> _Task instructions_: Pull out every line of the records below that contains the word "distant", and copy each one unchanged.

> _Provided records_:

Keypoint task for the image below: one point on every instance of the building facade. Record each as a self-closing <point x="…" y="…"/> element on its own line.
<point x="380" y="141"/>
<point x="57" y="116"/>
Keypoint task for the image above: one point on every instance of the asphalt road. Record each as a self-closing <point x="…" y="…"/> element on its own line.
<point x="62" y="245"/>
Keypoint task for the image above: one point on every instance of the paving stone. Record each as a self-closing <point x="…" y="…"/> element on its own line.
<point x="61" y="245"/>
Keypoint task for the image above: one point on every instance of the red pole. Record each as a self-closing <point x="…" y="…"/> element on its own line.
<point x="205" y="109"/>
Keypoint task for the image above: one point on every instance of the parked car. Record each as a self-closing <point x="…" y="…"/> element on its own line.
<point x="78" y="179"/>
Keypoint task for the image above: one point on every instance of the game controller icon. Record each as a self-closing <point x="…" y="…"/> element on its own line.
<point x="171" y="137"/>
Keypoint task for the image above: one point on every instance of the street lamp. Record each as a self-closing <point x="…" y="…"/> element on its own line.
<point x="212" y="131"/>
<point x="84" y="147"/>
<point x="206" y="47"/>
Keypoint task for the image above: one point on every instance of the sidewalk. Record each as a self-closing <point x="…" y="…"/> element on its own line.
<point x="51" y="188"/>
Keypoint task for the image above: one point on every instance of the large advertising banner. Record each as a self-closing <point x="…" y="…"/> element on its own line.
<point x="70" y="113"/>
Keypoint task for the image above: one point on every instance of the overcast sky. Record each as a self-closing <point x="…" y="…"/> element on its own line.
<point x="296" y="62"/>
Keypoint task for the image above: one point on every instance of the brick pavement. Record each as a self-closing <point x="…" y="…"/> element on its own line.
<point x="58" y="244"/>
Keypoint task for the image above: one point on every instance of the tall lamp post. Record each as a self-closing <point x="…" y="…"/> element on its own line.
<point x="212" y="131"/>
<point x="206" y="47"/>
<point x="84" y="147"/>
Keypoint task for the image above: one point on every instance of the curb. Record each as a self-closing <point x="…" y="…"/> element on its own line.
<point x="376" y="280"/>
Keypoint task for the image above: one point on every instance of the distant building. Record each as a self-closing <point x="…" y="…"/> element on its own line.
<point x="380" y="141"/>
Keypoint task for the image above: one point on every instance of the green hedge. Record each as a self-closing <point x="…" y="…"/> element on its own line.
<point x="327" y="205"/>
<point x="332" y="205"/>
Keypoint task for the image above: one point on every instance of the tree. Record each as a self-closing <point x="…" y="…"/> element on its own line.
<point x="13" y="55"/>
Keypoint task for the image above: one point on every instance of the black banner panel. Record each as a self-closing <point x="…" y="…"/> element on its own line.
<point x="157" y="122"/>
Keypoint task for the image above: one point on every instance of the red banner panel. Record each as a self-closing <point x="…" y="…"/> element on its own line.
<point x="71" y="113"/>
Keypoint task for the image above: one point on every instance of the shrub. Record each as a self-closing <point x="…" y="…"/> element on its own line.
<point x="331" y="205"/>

---

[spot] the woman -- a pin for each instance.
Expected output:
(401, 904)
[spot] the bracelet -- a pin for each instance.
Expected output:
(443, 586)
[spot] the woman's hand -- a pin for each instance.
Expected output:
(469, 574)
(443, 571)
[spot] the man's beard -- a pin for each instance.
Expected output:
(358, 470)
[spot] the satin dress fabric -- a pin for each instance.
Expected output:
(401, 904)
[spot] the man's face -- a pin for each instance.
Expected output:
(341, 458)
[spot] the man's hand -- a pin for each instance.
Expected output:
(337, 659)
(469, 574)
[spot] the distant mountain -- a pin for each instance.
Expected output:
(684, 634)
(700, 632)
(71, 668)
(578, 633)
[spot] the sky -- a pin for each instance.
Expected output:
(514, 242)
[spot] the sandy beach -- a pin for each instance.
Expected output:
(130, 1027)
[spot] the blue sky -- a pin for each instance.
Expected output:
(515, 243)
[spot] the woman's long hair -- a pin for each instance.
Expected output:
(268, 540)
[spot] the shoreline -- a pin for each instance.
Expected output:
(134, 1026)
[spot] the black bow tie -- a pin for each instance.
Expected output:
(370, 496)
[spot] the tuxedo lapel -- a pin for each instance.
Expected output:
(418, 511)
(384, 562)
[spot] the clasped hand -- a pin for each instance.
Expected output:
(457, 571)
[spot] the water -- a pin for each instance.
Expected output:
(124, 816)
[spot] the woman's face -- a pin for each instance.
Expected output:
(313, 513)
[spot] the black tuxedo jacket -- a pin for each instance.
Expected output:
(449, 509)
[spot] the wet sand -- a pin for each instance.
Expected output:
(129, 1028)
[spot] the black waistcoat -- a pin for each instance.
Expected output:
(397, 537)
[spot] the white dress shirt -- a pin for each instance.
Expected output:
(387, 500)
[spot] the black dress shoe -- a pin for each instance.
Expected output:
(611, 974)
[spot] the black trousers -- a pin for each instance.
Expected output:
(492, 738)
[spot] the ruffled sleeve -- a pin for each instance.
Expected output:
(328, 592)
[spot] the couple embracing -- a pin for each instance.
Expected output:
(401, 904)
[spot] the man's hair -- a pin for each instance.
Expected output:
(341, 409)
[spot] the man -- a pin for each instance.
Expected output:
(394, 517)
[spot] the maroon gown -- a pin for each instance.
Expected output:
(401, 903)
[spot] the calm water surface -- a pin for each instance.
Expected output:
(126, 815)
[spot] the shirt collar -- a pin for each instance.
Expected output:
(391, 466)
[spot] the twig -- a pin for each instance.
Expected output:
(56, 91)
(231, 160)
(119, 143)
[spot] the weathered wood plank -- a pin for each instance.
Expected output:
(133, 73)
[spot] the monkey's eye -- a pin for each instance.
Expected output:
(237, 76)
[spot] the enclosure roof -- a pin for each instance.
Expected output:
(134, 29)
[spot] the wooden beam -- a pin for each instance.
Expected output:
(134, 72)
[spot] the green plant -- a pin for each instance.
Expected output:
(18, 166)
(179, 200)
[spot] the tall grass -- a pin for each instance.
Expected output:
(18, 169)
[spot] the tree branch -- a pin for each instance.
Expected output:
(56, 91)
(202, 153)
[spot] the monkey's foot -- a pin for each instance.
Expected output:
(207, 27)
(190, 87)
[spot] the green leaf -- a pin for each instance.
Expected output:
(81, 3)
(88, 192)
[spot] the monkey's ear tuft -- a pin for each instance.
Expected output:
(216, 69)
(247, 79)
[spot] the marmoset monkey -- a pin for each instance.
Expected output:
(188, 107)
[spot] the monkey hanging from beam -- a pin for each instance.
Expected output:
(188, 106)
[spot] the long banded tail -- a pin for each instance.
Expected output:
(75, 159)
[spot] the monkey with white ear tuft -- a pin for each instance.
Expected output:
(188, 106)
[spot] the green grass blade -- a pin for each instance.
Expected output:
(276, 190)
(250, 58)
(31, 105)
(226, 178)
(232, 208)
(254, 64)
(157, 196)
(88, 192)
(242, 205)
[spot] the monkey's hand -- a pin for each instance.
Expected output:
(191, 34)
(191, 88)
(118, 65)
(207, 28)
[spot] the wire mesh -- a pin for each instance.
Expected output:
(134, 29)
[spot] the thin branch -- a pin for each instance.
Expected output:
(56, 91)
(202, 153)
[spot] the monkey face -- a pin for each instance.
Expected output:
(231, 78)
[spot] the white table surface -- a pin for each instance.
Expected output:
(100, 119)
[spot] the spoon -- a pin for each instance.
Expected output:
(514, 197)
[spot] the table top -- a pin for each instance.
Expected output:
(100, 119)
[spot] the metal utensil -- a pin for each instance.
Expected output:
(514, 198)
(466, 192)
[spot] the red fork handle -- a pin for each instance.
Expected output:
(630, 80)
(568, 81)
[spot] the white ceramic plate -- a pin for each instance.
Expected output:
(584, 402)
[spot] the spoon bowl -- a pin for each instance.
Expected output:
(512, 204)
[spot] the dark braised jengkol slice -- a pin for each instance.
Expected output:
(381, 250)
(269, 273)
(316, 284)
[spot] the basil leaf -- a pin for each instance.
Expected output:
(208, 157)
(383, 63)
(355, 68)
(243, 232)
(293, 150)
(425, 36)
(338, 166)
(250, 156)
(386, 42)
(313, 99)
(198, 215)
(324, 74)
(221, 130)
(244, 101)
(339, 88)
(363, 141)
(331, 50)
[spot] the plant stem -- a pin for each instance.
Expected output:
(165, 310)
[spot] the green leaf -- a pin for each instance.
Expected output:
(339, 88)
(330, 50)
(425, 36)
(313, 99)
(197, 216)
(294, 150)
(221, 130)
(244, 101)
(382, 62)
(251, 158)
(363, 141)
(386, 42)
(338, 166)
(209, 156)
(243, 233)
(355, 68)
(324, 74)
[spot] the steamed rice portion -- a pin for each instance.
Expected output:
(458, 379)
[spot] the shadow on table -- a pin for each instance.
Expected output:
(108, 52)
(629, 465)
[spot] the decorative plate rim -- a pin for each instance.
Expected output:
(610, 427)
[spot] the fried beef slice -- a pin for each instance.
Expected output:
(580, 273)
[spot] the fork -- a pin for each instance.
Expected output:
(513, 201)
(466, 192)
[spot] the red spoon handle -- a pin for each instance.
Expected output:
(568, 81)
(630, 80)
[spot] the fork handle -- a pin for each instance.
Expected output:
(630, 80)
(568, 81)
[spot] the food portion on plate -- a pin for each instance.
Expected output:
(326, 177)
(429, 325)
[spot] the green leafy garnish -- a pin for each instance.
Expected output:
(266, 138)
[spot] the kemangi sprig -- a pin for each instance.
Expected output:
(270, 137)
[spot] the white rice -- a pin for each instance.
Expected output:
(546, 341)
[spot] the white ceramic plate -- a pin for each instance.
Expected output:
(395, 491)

* * *

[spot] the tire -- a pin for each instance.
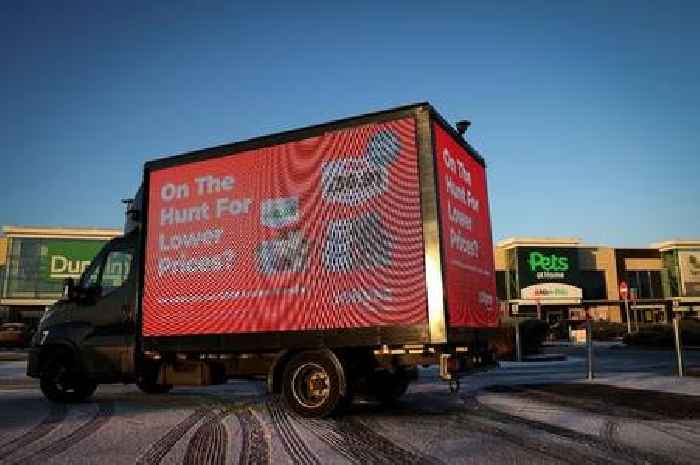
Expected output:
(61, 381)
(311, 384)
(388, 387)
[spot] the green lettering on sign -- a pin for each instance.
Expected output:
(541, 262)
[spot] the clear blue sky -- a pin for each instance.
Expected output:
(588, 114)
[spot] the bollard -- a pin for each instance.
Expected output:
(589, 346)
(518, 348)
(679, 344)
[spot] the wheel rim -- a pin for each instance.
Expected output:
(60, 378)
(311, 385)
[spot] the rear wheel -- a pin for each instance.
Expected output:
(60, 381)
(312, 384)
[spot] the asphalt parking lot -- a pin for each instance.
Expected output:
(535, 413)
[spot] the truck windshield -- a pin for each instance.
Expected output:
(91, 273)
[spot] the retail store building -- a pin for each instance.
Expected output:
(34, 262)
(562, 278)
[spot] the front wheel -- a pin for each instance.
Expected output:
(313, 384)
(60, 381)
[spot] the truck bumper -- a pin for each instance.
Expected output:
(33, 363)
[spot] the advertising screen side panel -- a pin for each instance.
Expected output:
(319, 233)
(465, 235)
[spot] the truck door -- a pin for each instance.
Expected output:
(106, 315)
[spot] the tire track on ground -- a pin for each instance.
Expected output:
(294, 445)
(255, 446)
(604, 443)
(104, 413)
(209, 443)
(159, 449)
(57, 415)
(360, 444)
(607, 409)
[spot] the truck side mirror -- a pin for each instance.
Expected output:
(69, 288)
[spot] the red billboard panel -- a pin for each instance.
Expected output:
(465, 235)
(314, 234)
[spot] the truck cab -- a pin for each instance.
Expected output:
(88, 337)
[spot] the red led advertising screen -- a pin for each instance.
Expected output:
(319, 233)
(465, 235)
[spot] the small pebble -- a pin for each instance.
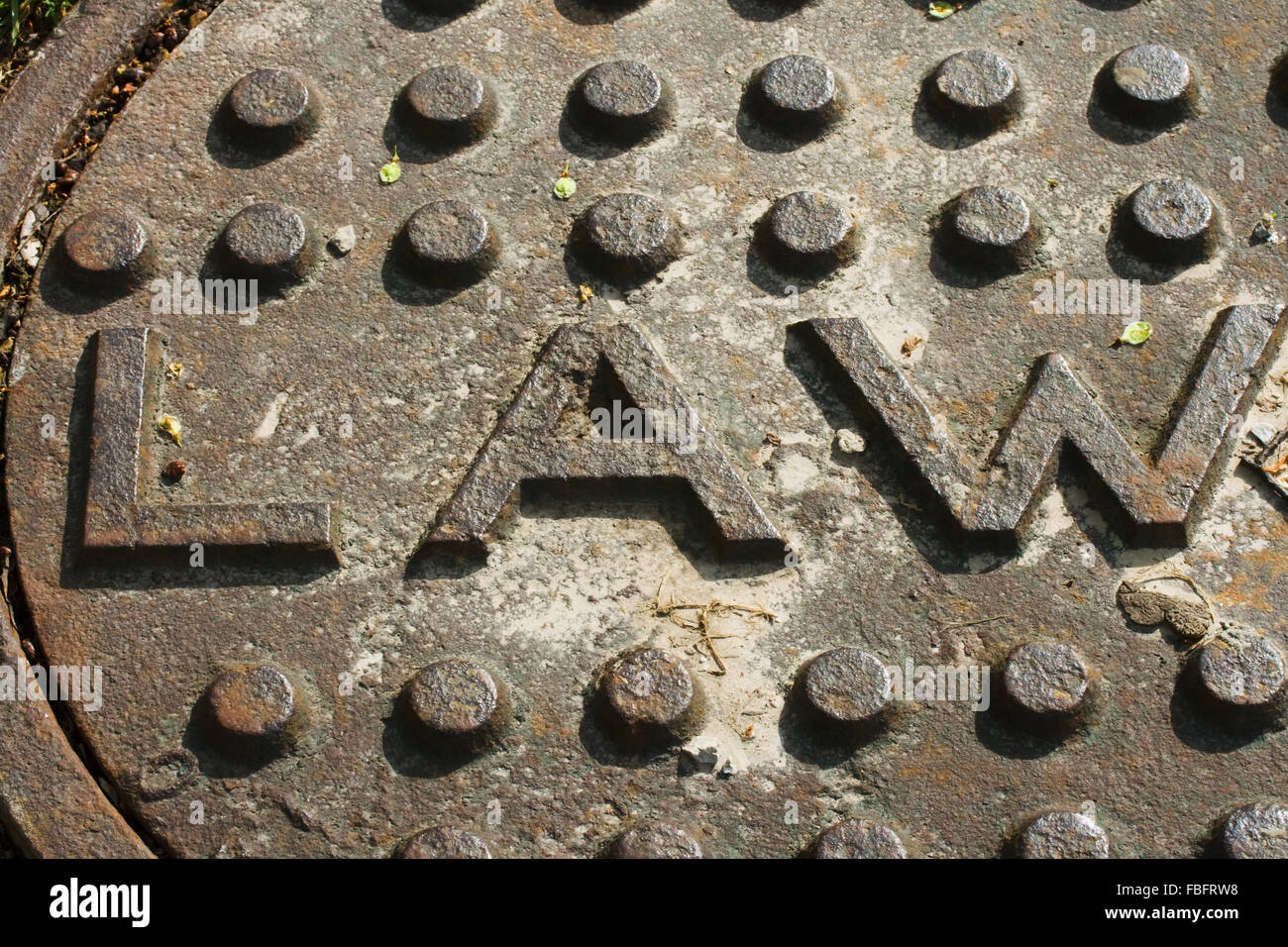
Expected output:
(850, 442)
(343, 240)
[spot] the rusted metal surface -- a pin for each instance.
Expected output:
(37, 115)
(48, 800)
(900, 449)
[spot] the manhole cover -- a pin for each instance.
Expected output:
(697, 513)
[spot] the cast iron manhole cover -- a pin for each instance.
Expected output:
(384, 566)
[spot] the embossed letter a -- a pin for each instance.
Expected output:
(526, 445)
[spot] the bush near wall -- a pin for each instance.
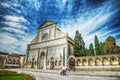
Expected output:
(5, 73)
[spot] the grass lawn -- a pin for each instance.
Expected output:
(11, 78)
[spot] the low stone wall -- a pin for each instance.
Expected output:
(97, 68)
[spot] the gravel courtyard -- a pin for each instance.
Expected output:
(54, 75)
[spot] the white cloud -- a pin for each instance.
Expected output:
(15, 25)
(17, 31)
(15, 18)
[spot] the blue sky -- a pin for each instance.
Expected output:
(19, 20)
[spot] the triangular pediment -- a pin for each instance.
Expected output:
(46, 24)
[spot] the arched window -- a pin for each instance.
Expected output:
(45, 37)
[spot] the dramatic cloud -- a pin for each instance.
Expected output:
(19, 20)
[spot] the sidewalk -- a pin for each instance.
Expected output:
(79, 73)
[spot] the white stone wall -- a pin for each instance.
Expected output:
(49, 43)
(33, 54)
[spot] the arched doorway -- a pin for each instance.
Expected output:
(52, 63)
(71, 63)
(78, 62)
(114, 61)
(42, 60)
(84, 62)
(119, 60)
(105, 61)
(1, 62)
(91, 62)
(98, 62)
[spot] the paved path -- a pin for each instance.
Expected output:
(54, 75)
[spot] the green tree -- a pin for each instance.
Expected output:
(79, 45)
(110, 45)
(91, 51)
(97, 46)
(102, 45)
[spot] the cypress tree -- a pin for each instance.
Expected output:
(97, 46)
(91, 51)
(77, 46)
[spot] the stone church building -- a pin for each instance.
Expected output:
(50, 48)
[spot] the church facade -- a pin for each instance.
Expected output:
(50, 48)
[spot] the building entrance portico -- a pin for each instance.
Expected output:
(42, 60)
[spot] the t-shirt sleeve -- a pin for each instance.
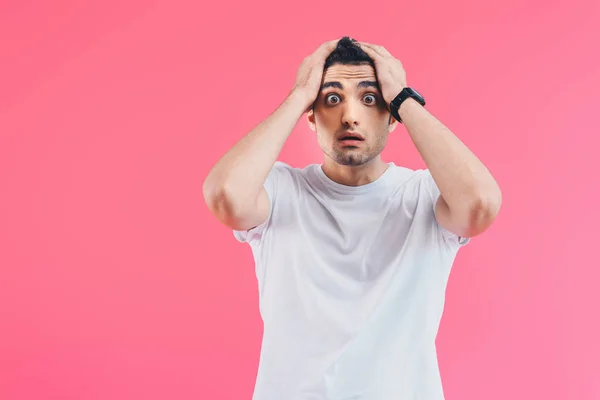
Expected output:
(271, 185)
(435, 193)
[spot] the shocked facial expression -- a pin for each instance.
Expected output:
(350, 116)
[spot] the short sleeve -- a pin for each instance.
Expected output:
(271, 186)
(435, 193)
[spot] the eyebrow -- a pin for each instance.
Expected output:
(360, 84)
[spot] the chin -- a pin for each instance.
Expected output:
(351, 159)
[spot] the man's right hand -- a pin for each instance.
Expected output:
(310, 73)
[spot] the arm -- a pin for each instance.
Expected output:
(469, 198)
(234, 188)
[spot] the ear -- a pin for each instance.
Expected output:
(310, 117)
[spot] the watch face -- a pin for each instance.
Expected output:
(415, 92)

> _Reply to the exercise_:
Keypoint task for the image above: one point on every instance of the distant building. Record each as a self-closing <point x="…" y="…"/> element on its own line.
[spot] the distant mountain -- a pin for each instance.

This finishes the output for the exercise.